## Problem details
Update every item below by replacing "Output a JSON array" with "Return a JSON array" wherever it occurs. Leave everything else unchanged.
## Start Records supplied
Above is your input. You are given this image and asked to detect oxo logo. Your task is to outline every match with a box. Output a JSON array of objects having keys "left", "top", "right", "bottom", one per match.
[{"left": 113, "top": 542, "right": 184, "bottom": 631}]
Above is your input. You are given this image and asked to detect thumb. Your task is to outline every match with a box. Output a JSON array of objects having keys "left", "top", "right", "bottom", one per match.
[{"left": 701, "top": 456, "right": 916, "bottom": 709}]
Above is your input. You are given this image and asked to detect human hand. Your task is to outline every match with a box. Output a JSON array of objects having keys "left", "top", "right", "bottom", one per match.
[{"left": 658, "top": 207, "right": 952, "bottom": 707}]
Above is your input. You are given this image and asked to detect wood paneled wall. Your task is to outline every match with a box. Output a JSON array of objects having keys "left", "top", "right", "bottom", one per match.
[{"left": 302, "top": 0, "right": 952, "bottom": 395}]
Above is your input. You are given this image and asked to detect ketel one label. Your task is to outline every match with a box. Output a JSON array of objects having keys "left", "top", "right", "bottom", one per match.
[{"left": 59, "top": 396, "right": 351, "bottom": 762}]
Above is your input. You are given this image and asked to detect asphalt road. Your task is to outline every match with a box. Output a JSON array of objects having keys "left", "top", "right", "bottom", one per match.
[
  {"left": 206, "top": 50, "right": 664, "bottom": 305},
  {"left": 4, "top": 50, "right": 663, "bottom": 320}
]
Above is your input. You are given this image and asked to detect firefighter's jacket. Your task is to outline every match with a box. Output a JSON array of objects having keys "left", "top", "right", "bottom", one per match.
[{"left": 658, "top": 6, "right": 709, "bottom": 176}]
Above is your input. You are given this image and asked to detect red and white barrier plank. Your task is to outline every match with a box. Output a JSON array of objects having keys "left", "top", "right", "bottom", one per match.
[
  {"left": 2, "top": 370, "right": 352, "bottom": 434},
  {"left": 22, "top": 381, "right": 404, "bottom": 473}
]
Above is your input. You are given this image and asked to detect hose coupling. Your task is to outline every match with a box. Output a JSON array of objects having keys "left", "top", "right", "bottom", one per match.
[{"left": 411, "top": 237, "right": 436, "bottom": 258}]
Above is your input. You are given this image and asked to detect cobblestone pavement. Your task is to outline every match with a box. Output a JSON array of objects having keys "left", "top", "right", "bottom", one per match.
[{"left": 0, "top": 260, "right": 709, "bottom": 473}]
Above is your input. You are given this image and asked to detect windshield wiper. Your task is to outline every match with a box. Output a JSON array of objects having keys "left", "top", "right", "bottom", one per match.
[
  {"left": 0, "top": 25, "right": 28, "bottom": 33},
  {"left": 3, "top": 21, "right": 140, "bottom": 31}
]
## End Records supplied
## Response below
Above is your input. You are given this image and asked to detect oxo logo. Your task is to outline every match with a box. Return a JSON array of objects having keys "left", "top", "right", "bottom", one per match.
[{"left": 113, "top": 542, "right": 184, "bottom": 631}]
Above is your input. You are given this image and asked to detect thumb. Your task is to outline every match with a box. Return a JSON array of objects having keys "left", "top", "right", "bottom", one per match.
[{"left": 701, "top": 456, "right": 916, "bottom": 709}]
Above is your input. You are given this image and asked to detect human hand. Your task is to outline every match with a box. Return a JSON array of objects having keys "left", "top", "right", "bottom", one per match.
[{"left": 658, "top": 207, "right": 952, "bottom": 707}]
Above is your input. You are given this image and asked to detect wood paneled wall. Your task is to outline every match with a box. Return a JSON array of objects having keys "left", "top", "right", "bottom", one per match.
[{"left": 302, "top": 0, "right": 952, "bottom": 395}]
Above is your input. You are given this image and asked to detect ketel one label. Your task is to outline every match with a box. Return a JSON array of objects having keys "left", "top", "right", "bottom", one per match.
[{"left": 59, "top": 396, "right": 351, "bottom": 762}]
Above is your input. You are given this image and asked to detect asphalt road. Your task is to outline every match with a box. Return a JSON array of objects having keys "left", "top", "right", "bottom", one per match.
[
  {"left": 206, "top": 50, "right": 664, "bottom": 305},
  {"left": 4, "top": 50, "right": 663, "bottom": 320}
]
Above is your input. You are given this image and asked to detect firefighter's jacket. Your task is to outline every match with a box. Return a JSON array of objects having keys "left", "top", "right", "bottom", one per match.
[{"left": 658, "top": 6, "right": 709, "bottom": 176}]
Above is your input. You are given this image and asked to detect red and white barrier plank. Your task is to outline every match with a box. Return a JSON array of objects having keys "left", "top", "right", "bottom", one per match.
[
  {"left": 2, "top": 370, "right": 352, "bottom": 434},
  {"left": 22, "top": 381, "right": 404, "bottom": 473}
]
Above is your input. You are given this image and asked to detect hose coupling. Your task is to outline every match with a box. Return a JSON array of objects having keys "left", "top", "right", "bottom", one per match.
[{"left": 411, "top": 237, "right": 436, "bottom": 258}]
Above is your input. You are given this image and asked to detect cobblestone pavement. Your task is to outline every match with a box. Return a JSON array of objects having keys "left", "top", "right", "bottom", one per match.
[{"left": 0, "top": 260, "right": 709, "bottom": 473}]
Above is your input. You are given this image and asked to detect windshield wiper. Your task is to outline every match with a box. Return a JSON array of objects having keys "left", "top", "right", "bottom", one per match.
[
  {"left": 0, "top": 25, "right": 28, "bottom": 33},
  {"left": 3, "top": 21, "right": 140, "bottom": 31}
]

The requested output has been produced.